● **EXCERPT PROVIDED**
--------------------

Hurricane cleanup: How to stay safe when returning home
Hurricane Florence has come and gone but the risks from power outages, damaged homes and flooding are still very present for some areas. Recovery efforts are underway in North Carolina and other areas hit by Hurricane Florence.
Tom Fargione, deputy federal coordinating officer for the US Federal Emergency Management Agency, is in North Carolina now, and said relief workers are focusing on stabilizing safety and security, food and water, shelter, health care, energy, communications, transportation and hazardous waste in the state.
Addressing those, he said, “is what’s going to quickly result in better care for survivors and everything we can do to immediately reduce suffering.”
For those returning after the storm, just the journey home could be challenging.
“I would like to underscore that if people don’t need to be on the roads they shouldn’t be,” the US Department of Transportation’s Jim Ray said on Monday. “The routes that are available, particularly in the east, we very much want to be available to our first responders and those that are moving equipment in for the rescue part of the mission.”

--------------------

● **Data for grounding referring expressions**
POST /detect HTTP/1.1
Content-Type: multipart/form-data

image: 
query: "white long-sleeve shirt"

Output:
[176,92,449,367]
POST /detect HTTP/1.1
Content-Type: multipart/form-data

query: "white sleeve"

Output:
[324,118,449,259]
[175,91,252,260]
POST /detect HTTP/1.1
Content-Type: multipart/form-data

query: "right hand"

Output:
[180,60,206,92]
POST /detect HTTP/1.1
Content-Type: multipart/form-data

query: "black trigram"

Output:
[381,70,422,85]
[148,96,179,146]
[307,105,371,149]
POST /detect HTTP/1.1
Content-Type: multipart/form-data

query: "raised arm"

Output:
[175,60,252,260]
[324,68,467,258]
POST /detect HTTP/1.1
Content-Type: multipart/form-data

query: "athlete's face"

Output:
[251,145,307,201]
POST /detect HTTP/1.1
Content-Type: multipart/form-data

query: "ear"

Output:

--------------------

● **TASKS FOR THIS EXERCISE**
**A.** In the hurricane cleanup article, what position does Tom Fargione hold?
**B.** Reproduce the hurricane cleanup article word for word, between "Addressing those, he" and "could be challenging.", inclusive.

● **YOUR WRITTEN ANSWERS**
**A.** He is deputy federal coordinating officer for the US Federal Emergency Management Agency.

**B.**
Addressing those, he said, “is what’s going to quickly result in better care for survivors and everything we can do to immediately reduce suffering.”
For those returning after the storm, just the journey home could be challenging.